• _文書本文_
長々と書きましたが、本書はまさにそういう人(昔の私)に向けた本だと思います。

なぜかというと、第二言語習得論という研究に基づいて「外国語習得のメカニズム」を科学的に説明してくれるから。

研究結果という根拠を提示してくれるんですよ。

語学学習法の多くは個人(学習者や講師)の経験に基づいて「これ効果あったよ」と紹介されていることが多いですし、自分自身も経験的に効果がありそうだと考えている学習法に取り組むと思います。

おそらく、初学者〜中級者に至るまではそれで良いんだと思う。基本の語学の勉強方法って大枠はそんなに変わらないし。

でも中級以降になるとまた違ってきますよね。人によって何をどのようにやるべきか変わってくるし、学習法の取捨選択ややり方の工夫も必要になってくる。で、自分の取り組みに効果を実感できないと疑念を抱いてしまうという。

こういうとき、根拠があれば考え方も変わります。

根拠に基づいて、自分のやってきたこと、やっていること、これからやるべきことを俯瞰して判断できるのです。

それまで自分の経験とか感覚とかなんとなくの勘とかで進めてきた学習に、根拠が得られることは大きいです。

コンパスがないままなんとなく北に向かっていたつもりだったところにコンパスを得たみたいな感じ? 経験や勘が合っていて実際に北に向かえていたのか、まったく逆方向に進んでいたのか。コンパス(=この本で紹介されている言語習得に関する研究成果)があればわかります。

中級以降は、語学学習の成果を実感するには時間がかかるようになってくると思います。初級の頃と比べると、上達の右肩上がりのグラフがどんどんなだらかに、横ばいになっていくイメージ。

こういうときに重要なのは学習の継続ですが、その継続すべき学習法が何かわからないし、効果を感じられないから続けにくい。

でも根拠があれば、短期的には効果が出なかったとしても(少なくとも自分の勘よりは)信じて学習を進めることができます。これは非常に重要なことだと思います。

自分の語学学習を客観的に振り返る

また私の場合、本書を読んだことで自分の状況を客観的に捉えることができました。

「できない自分」を一旦置いておいて、冷静にフラットな目線で語学学習を振り返ることができたというか。

• _実施課題_
第二言語習得論の本を紹介する文章を、最後の文の後から引き継いで書き進めてください。 次に続く項目は、第二言語習得論の本を紹介する文章とは別の資料です。

保存データ
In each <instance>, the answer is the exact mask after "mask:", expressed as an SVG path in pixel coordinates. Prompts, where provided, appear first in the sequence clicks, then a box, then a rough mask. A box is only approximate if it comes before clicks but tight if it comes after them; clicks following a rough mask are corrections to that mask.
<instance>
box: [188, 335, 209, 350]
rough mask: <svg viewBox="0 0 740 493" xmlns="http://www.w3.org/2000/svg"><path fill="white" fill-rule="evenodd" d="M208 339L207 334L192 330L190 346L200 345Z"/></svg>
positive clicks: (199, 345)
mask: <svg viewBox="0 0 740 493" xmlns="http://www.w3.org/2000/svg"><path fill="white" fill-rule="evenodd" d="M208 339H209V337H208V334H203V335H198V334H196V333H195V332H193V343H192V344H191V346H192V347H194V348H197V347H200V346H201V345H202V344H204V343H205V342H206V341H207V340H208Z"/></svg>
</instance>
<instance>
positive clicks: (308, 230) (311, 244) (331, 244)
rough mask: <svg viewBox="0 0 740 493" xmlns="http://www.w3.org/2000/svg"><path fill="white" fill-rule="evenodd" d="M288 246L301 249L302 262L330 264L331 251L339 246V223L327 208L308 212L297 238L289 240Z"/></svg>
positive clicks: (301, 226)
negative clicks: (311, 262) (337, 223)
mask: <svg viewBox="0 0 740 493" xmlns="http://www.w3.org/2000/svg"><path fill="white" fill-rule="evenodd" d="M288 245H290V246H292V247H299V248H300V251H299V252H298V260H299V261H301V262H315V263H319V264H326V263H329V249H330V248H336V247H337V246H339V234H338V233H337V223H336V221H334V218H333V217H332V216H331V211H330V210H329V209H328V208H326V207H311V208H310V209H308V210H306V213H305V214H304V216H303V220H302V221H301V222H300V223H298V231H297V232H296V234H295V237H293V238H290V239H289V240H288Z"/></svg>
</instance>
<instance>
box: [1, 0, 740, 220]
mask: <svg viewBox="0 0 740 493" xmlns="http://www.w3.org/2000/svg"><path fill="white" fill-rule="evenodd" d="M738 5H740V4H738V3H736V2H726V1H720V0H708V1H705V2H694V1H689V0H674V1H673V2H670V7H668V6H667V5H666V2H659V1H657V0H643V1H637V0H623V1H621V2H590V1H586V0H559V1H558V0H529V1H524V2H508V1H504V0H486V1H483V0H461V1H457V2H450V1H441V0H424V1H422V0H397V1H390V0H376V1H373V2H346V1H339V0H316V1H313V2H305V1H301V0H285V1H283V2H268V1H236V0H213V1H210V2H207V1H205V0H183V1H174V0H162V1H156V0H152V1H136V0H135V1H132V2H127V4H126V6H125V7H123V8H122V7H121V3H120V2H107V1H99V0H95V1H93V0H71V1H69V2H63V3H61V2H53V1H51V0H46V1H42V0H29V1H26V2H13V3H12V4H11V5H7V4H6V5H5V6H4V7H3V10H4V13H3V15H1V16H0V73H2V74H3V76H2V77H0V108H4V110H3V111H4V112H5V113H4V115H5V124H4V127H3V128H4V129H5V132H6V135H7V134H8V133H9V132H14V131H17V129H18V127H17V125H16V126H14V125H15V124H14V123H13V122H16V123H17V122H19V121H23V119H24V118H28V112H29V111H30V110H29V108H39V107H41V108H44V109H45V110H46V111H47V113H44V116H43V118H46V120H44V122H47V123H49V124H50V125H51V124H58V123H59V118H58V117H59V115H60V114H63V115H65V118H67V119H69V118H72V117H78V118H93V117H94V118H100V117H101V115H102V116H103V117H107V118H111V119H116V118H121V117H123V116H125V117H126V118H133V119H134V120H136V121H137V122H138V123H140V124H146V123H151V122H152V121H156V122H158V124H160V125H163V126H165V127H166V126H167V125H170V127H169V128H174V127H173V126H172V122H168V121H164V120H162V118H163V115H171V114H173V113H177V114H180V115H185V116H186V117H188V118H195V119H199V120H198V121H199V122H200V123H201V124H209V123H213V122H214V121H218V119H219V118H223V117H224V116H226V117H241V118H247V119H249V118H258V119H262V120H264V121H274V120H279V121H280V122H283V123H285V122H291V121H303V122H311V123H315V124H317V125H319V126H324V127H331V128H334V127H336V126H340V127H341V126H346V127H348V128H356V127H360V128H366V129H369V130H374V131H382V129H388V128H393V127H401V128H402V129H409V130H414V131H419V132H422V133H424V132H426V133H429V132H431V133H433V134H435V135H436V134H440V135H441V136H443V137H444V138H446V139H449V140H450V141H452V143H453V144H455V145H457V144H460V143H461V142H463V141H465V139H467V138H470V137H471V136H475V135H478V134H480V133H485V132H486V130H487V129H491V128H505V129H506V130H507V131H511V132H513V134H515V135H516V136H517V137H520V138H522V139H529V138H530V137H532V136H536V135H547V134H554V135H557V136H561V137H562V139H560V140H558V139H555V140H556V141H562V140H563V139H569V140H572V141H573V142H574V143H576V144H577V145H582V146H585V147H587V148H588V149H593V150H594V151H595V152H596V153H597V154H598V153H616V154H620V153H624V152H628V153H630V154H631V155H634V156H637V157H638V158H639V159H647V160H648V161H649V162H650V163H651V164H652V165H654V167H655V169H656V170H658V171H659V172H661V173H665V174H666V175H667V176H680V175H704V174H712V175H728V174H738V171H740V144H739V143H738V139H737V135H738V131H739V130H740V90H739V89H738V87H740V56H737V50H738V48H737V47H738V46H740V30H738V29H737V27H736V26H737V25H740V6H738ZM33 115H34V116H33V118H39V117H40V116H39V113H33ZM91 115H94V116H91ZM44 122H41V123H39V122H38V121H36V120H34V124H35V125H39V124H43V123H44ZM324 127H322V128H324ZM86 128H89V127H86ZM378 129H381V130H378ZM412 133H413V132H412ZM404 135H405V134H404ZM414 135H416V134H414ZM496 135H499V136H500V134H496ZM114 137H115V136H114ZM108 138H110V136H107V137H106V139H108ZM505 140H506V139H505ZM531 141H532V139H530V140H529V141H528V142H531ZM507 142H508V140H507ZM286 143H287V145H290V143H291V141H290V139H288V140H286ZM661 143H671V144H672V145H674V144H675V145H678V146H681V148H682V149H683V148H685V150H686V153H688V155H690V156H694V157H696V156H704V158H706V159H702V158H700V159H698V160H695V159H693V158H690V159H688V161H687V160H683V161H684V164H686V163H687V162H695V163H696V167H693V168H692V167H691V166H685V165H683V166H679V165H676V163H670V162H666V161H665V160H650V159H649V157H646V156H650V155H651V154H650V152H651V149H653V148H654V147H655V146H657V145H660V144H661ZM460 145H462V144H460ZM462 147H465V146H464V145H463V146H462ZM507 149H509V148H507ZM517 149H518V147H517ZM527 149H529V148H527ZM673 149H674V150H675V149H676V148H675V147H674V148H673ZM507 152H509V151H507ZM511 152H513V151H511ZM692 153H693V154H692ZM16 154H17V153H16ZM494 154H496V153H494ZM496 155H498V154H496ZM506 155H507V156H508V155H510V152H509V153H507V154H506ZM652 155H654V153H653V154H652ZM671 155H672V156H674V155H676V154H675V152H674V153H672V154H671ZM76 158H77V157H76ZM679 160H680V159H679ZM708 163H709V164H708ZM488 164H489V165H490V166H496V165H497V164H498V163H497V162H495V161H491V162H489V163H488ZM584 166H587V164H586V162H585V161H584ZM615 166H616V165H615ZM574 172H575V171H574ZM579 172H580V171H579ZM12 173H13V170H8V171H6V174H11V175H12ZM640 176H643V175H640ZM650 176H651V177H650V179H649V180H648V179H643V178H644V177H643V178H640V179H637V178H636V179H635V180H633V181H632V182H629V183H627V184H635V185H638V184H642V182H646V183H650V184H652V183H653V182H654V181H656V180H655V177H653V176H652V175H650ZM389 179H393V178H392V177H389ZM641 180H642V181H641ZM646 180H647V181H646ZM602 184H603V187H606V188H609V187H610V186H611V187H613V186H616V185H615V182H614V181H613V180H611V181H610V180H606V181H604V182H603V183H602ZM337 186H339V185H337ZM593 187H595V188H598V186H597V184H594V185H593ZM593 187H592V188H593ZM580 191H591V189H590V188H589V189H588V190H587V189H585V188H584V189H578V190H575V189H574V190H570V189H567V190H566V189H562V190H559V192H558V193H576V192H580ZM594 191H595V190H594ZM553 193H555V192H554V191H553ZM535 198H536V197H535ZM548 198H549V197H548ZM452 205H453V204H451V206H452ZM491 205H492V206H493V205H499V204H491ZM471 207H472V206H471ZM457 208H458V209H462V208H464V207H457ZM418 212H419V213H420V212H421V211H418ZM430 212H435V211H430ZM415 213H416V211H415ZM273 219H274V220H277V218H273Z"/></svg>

• _本問の解答_
たとえば、スピーキングが全然向上しなくて悲観的になっていても、「インプットの理解が重要」という研究例を知ると当時講義でスペイン語をひたすら聞いて理解する努力をしていたことにも十分意味があったという裏付けを得られた気になり、悲観的な気持ちは低減しました。

本書内で紹介されている「全身反応教授法」についても、たまたま習い事やヨガのレッスンで同じことをしていて、知らないうちにスペイン語力の向上に寄与していたであろうことにも気づきました。

また、文法はわかっているし教科書に書いてあることはだいたい理解しているのに思うように話せないという状況に、どうすれば良いかわからない辛さを感じていましたが、本書にはこんなことが書いてあります。

  • 「言語はルールでは割り切れない」ということを知っておくことはじつは大事
  • ルールですべて割り切れると思っていると、そうでない時にフラストレーションがたまり、外国語学習がいやになってしまうことがある
  • 「曖昧性を容認できる」という性質が外国語学習の成功に結びつくという研究結果もある

あっ。そうなんだ。そんなこと、誰も教えてくれなかった。そうだったんだ。じゃあ、そう思おう。

そんな感じで、気持ちが軽くなる。この感覚、なんかよくわからない漠然とした不安に拘束されていた状態から解放してくれるような感覚は、停滞感のなかにいると大きな助けになります。

学習に行き詰まっているとモチベーションは低下するし気持ちもネガティブになりがちですが、研究結果を冷静に説明されると自分も冷静になってきて、自分の状況をフラットに受け入れられる。

実はできていること、実は効果的なトレーニングをちゃんとやっていたんだ、ということにも目を向けられるし、じゃあ次は何をやれば良さそうか、何をやるべきなのかということも自分で前向きに考えられる。根拠があるから。

「あなたは喋れてるから大丈夫よ」とか「もっと人と話さなきゃ!」とか「上達しない時期はみんな経験するから仕方ないのよ」とか根拠なく励まされるよりよっぽど自分の気持ちを立て直すことができます。

だからこの本は、語学学習をこれから始める人よりは、現在学習に行き詰まっている人、課題や停滞感を感じている人におすすめ。

真摯に語学に取り組んでいる人には、本書から何かしら得られるものがあると思います。

逆に、これから語学に取り組もうとしていて「このロードマップ通りにやれば語学は効率的に習得できる!」的な具体的なハウツーを求める人には向かないと思います。

そういう人にはまず『外国語上達法』をおすすめしたい。すごーく面白い本です。

『外国語上達法』ユーモアあふれる語学上達の指南書

『外国語上達法』ユーモアあふれる語学上達の指南書

『外国語上達法』は非常に楽しい語学本です。これから語学を始める人に向けて、語学学習の基本と心構えをユーモアたっぷりに説いてくれます。

語学習得のカギは「インプット」+「アウトプットの必要性」

本書で紹介されているさまざまな研究結果は興味深いものばかりですが、日本人的に一番「おっ?!」と思うのは、

語学習得のカギは「インプット」+「アウトプットの必要性」

という部分ではないでしょうか。

なんか日本人って読み書きはできて話すのが苦手っていう自覚があるからか、とにかく話す訓練をしなきゃだめ! みたいに言う人って多くないですか?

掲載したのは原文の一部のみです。